-- start Selection --

This New Law Could Make Landowners and Urban Farmers Best Friends

The newest tax break for property development in tech-boom-rich San Francisco has nothing do with building new luxury housing units. In a year when the city’s median house price broke $1 million, the city government is encouraging property owners to bet on dirt instead of new housing. San Francisco’s new Urban Agriculture Incentive Zone ordinance offers property owners tax incentives for turning their empty lots into farms.

The law, which was passed July 29, is set to go into effect next month. It’s the first local initiative designed to build on a new state law that allows property to be reassessed as farmland if owners dedicate all of it to growing food for five years.

Contracts issued under San Francisco’s ordinance stipulate more than a timeframe, however—the urban gardens have to be good for the community too. According to the bill, eligible plots “shall be used to incentivize farming and gardening that has a public benefit,” through food donations, retails sale, or educational outreach and classes.

-- end Selection --
-- start Dataset extract --

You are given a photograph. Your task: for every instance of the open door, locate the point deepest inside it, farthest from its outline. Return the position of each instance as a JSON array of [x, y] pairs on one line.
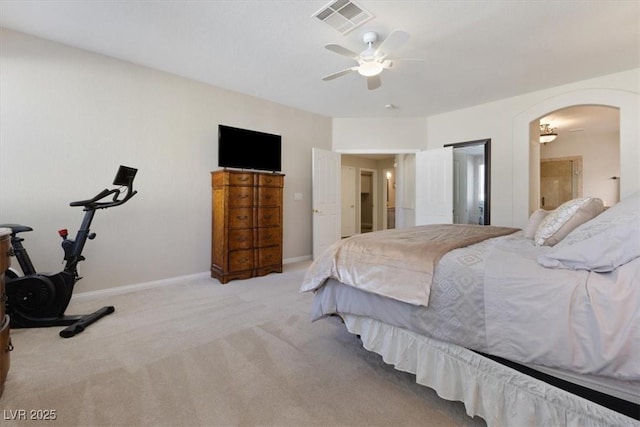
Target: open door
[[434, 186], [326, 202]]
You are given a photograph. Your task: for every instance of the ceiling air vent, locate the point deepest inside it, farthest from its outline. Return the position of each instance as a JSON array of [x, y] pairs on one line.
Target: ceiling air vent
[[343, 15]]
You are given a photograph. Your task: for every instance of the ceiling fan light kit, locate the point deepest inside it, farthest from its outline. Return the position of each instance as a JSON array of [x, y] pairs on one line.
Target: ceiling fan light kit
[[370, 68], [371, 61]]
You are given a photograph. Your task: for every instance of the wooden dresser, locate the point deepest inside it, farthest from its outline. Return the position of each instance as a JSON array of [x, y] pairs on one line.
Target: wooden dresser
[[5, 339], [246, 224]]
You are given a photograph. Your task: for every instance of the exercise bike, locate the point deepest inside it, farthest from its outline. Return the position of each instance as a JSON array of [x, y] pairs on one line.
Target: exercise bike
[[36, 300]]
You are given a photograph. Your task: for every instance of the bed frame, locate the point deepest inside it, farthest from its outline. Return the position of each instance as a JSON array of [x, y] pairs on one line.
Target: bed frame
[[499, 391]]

-- end Dataset extract --

▸ **Problem set**
(A) In the listing, take the part that opens with the line containing "of the wooden" and closes with the one containing "[[36, 300]]". Give those lines again with "exercise bike" swapped for "stationary bicycle", leaving everything else unchanged.
(B) Extend the article on San Francisco's urban farming tax break by writing what comes after its final sentence.

▸ **Responses for each task**
(A)
You are given a photograph. Your task: for every instance of the wooden dresser, locate the point deepest inside it, farthest from its outline. Return the position of each instance as a JSON array of [x, y] pairs on one line.
Target: wooden dresser
[[5, 339], [246, 224]]
You are given a photograph. Your task: for every instance of the stationary bicycle, locate the point deepest inside it, farthest from its outline. Return the position of each instance as a JSON array of [x, y] pairs on one line.
Target: stationary bicycle
[[36, 300]]

(B)
More clearly stated, this isn’t about planting your own garden on a vacant lot you own and reducing your annual property tax bill; your tax bill cannot be reduced by more than $25,000 per year or $125,000 during the entire extent of the contract. No property owner would be able to receive the tax incentive on more than five acres of land at the same time.

The ordinance was designed so the “benefit the city gets would be much greater,” than the loss of revenue, said David Chiu, President of the San Francisco Board of Supervisors, who introduced the bill. And the caculation doesn't end at tax dollars.

He hopes that the incentive will help “revitalize what have been some vacant blighted, neglected corners of the city,” especially in the southeast parts of San Francisco, where the largely impoverished, minority residents know not of the tech boom.

In keeping with the local, environmental ethos that permeates most urban farms, contracts with landowners will regulate the use of certain pesticides and chemical fertilizers. All sprays and soil additives allowed on certified organic farms could be used on properties being farmed under the program. But don’t expect San Francisco to declare its food independence anytime soon, subsisting only on its city-grown organic produce.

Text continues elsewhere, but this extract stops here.